TASK DIRECTIONS - Reproduce each of the records below word for word, keeping every line in its original order.

>> START

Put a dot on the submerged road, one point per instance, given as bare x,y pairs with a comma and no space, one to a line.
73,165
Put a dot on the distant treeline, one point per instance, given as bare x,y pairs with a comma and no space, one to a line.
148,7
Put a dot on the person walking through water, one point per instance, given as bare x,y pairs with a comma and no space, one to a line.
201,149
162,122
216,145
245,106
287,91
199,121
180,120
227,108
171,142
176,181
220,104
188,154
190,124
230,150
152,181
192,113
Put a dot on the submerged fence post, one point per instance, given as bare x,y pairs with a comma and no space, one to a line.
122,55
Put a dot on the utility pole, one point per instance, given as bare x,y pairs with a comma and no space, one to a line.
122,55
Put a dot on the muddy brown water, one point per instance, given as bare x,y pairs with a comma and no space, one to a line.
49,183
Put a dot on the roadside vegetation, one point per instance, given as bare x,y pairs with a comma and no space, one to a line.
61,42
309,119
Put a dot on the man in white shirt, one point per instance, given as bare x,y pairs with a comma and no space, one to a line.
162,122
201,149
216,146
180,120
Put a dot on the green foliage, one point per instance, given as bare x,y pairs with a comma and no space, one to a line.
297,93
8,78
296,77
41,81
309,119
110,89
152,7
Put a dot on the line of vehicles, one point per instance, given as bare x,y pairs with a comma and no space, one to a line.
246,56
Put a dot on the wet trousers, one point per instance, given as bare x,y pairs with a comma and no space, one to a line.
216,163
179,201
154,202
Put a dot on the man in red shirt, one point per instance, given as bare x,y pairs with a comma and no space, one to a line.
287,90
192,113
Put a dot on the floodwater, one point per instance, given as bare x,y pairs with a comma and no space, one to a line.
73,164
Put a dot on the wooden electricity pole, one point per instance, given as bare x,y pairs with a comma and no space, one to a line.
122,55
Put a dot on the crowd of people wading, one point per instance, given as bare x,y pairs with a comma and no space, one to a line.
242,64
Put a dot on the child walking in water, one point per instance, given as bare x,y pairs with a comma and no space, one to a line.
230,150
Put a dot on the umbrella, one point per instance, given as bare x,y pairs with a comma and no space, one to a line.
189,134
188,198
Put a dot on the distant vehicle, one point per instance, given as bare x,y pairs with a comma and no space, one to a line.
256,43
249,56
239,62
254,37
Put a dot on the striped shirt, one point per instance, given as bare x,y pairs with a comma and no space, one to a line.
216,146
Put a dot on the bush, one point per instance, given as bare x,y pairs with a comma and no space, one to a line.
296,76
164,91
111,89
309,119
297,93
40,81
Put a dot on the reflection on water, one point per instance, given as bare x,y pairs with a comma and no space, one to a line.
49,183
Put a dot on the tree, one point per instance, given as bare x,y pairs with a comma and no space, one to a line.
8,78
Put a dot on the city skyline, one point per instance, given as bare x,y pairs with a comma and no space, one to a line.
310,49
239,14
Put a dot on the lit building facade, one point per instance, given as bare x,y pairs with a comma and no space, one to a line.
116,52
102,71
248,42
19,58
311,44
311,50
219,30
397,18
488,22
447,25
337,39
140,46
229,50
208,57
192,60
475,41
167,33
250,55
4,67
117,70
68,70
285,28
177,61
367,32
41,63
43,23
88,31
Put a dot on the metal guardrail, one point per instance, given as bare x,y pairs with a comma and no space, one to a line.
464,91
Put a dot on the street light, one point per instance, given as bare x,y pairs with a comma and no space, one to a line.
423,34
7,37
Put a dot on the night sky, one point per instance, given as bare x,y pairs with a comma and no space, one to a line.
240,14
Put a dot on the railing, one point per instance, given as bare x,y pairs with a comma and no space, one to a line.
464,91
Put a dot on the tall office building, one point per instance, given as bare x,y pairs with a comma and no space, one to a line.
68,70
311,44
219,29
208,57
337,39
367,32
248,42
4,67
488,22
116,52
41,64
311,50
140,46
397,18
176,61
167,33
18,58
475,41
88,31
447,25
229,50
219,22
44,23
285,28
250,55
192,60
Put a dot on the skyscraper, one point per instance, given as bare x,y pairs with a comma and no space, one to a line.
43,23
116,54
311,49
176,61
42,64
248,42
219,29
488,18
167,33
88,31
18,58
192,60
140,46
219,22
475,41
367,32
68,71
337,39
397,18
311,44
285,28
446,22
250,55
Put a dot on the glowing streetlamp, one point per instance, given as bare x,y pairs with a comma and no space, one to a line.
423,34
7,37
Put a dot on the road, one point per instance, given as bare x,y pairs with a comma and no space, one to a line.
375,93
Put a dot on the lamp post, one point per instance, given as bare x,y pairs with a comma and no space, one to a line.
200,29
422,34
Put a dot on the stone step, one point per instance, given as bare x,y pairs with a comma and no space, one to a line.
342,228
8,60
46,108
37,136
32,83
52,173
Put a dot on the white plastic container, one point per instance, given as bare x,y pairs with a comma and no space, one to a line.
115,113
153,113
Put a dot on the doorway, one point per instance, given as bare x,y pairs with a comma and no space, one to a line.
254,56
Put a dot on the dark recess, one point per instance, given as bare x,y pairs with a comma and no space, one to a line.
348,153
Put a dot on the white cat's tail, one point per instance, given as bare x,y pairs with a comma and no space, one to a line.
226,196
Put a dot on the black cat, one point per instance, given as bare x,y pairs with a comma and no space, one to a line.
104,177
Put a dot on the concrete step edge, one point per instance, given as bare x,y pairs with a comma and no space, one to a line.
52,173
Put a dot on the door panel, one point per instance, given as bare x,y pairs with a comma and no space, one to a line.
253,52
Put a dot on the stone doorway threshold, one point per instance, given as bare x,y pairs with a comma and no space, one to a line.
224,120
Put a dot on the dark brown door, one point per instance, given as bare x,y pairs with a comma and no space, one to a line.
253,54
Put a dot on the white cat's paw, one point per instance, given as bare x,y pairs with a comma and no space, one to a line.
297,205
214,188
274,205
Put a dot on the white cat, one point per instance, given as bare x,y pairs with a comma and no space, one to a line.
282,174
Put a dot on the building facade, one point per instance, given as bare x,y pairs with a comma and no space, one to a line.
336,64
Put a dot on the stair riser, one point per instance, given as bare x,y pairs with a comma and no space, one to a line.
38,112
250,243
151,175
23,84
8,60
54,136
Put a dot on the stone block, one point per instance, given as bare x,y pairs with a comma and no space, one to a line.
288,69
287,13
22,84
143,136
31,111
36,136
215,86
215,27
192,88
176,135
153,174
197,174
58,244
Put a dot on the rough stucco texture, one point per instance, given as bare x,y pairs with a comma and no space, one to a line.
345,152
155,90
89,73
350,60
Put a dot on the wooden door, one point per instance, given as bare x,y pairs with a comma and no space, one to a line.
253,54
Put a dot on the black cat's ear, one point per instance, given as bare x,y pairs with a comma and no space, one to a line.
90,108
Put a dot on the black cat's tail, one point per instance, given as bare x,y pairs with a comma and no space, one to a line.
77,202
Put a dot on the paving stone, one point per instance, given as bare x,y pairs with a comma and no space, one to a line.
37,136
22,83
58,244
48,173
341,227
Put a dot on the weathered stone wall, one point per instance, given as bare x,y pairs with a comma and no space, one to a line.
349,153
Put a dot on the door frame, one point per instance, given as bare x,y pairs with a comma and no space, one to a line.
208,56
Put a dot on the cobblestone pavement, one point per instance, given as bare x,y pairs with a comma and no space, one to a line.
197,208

>> END

EXPECTED ANSWER -
Put a dot on the submerged road, one point per instance, given as bare x,y pairs with a comma and no space, one to a line.
73,165
Put a dot on the distant treeline, one point per instance, given as bare x,y pairs with a comma and no space, one to a line.
148,7
Put a dot on the person walking through water, one point per instance, given as bare x,y pairs with a comma and no space, one to a line.
201,149
162,122
216,145
245,106
287,91
199,121
180,120
227,108
171,142
176,181
220,104
188,154
190,124
230,150
152,181
192,113
Put a dot on the submerged fence post, one point per instance, given as bare x,y pairs with a comma and no space, one to a line.
122,55
Put a dot on the utility pole, one point per instance, given as bare x,y pairs with a comma and no space, one to a line.
122,55
Put a dot on the muddy brown water, one point per instance, given as bare x,y pairs with a comma and no space, one to a line.
49,183
Put a dot on the roadside vegetation, one point per instance, given as bare x,y pairs with a comma and no space, one to a line.
61,42
309,119
Put a dot on the man in white shirt, one point per instance, given as bare x,y pairs with a comma and no space, one to a line.
162,122
201,149
216,146
180,120
Put a dot on the green foliage, one point per instance, given as bare x,y pairs with a comma and no space, one to a line.
297,93
8,78
296,77
41,81
309,119
110,89
152,7
Put a dot on the line of vehicles, one point per instance, given as bare x,y pairs with a comma and no space, one to a line.
246,56
Put a dot on the wet trousers, one point per instance, given as bare x,y pairs with a comma and no space, one to a line.
216,163
179,201
154,202
Put a dot on the man in red shirt, one point per instance, given as bare x,y pairs with a comma and no space, one to a line.
287,90
192,113
Put a dot on the floodwater, one point per instance, given as bare x,y pairs with a comma and no space, one to a line.
73,164
Put a dot on the wooden electricity pole, one point per instance, given as bare x,y pairs with a comma and no space, one to a line.
122,55
Put a dot on the crowd of people wading, one point per instance, given as bare x,y pairs with a comma and no space, one to a line.
242,64
Put a dot on the child walking in water, one point per instance, given as bare x,y pairs with a comma and no space, one to a line.
230,150
Put a dot on the umbrella, one point per instance, given as bare x,y pairs with a comma and no space, one to a line.
189,134
188,198
Put a dot on the distant vehicle, one point per instance, given as bare x,y pairs with a comma and no space, one to a line.
256,43
249,56
239,62
254,37
Put a dot on the striped shirt, one point per instance, given as bare x,y pairs with a comma and no space, one to a line.
216,146
Put a dot on the bush, one point per instance, given as bare x,y pairs with a comma and no space, one to a line.
296,76
164,91
111,89
309,119
297,93
40,81
Put a dot on the reflection on water, one point per instance, given as bare x,y pairs with a comma and no space, one to a line.
49,183
Put a dot on the tree, one point per instance, given as bare x,y pairs with a comma and no space, one to a line.
8,78
Put a dot on the city skyline, one point per instance, given as bare x,y pairs with a comma and no space, one to a line.
310,49
239,14
Put a dot on the lit building facade, one point per instance, given as bare x,y pairs with a comma and no space, one to a line.
116,52
102,71
248,42
19,58
311,44
311,50
219,30
397,18
488,22
447,25
337,39
140,46
229,50
208,57
192,60
475,41
167,33
250,55
4,67
117,70
68,70
285,28
177,61
367,32
41,63
43,23
88,31
Put a dot on the metal guardrail, one point per instance, given as bare x,y pairs with a comma and no space, one to a line.
464,91
Put a dot on the street light, one point per instance, given as bare x,y pairs with a comma and no space, one to a line.
423,34
7,37
Put a dot on the night sky, one point per instance, given as bare x,y pairs with a comma and no space, one to a line.
240,14
Put a dot on the railing, one point per instance, given as bare x,y pairs with a comma and no space, one to a line.
464,91
Put a dot on the tall office building, one point per instance, given as bare x,y pairs with a comma and no space, one to a line.
68,70
311,44
219,29
208,57
337,39
367,32
248,42
4,67
488,22
116,52
41,64
311,50
140,46
397,18
176,61
167,33
18,58
475,41
88,31
447,25
229,50
219,22
44,23
285,28
250,55
192,60
Put a dot on the skyscraper, one point per instance, given as bare x,y pairs with a comma and no space, one to a line.
43,23
116,54
311,49
176,61
42,64
248,42
219,29
488,18
167,33
88,31
18,58
192,60
140,46
219,22
475,41
367,32
68,71
337,39
397,18
311,44
285,28
446,22
250,55
Put a dot on the glowing streetlamp, one point per instance, given as bare x,y pairs with a comma and no space, one to a line.
423,34
7,37
Put a dot on the road, one point per instance, given as bare x,y pairs with a comma and no space, one to a line.
375,93
Put a dot on the lamp post, one point per instance, given as bare x,y pairs with a comma and no space, one to a line.
200,29
422,34
Put a dot on the stone step, one point per instance, given as bare x,y pairs with a comma and no space, one to a line.
342,228
8,60
46,108
37,136
32,83
52,173
Put a dot on the white plastic container, one point per instance, given as bare x,y pairs with a comma and no space, one to a line.
115,113
153,113
Put a dot on the doorway, one point per instance, given as bare x,y pairs with a comma and no space, one to a line.
254,56
Put a dot on the dark recess, one point per instance, given as bare x,y pairs with a comma and no space, one to a line.
348,153
Put a dot on the white cat's tail, one point per instance, given as bare x,y pairs with a comma and no space, one to a line.
226,196
Put a dot on the black cat, one point per instance, given as bare x,y pairs with a comma and no space, one to a line.
104,177
Put a dot on the concrete step edge, one point per instance, given as bare x,y pairs with a comma and no space, one to a line.
52,173
Put a dot on the door panel, one point per instance, given as bare x,y pairs with a comma and no space, one to a line.
253,52
Put a dot on the stone doorway threshold, one point per instance, given as bare x,y pairs with a comma and no space, one to a line.
224,120
Put a dot on the dark brown door, one point per instance, given as bare x,y pairs with a comma and no space, one to a line.
253,54
Put a dot on the white cat's paw, one point per instance, given as bare x,y pairs with a comma and no space, one to a line.
297,205
214,188
274,205
Put a dot on the white cat, one point per instance, given as bare x,y pairs with a comma and no space, one to a line.
282,174
Put a dot on the building facade, one point per instance, given as bare x,y pairs with a comma and no space, one to a line.
336,64
Put a dot on the stair riser, one point per instance, given as bare x,y pairs with a comma and no space, one to a line.
38,112
250,243
151,175
23,84
8,60
54,136
Put a dot on the stone block, one point per instance, given as bare x,y pairs with a comma and no space, one to a line.
288,69
287,13
22,84
143,136
31,111
36,136
215,86
215,27
192,88
176,135
153,174
197,174
58,244
Put a dot on the rough stucco texture, one point per instance, given as bare x,y pairs with a comma and no space, one to a line.
345,152
155,90
89,73
350,60
Put a dot on the wooden door, one point per instance, given as bare x,y pairs with a comma and no space, one to a line.
253,54
Put a dot on the black cat's ear, one point per instance, given as bare x,y pairs with a comma and no space, one to a line.
90,108
Put a dot on the black cat's tail, one point per instance, given as bare x,y pairs with a comma and no space, one to a line.
77,202
Put a dot on the paving stone, one point per instance, given as bare x,y pairs with a comma and no space, one to a line.
37,136
22,83
58,244
48,173
341,227
Put a dot on the weathered stone wall, one point per instance, given as bare x,y pairs with a comma and no space, one to a line.
349,153
Put a dot on the door frame, one point per instance, given as bare x,y pairs with a comma and no space, one to a line.
208,56
Put a dot on the cobblestone pavement, one point per instance, given as bare x,y pairs with a comma and no space, one to a line.
197,208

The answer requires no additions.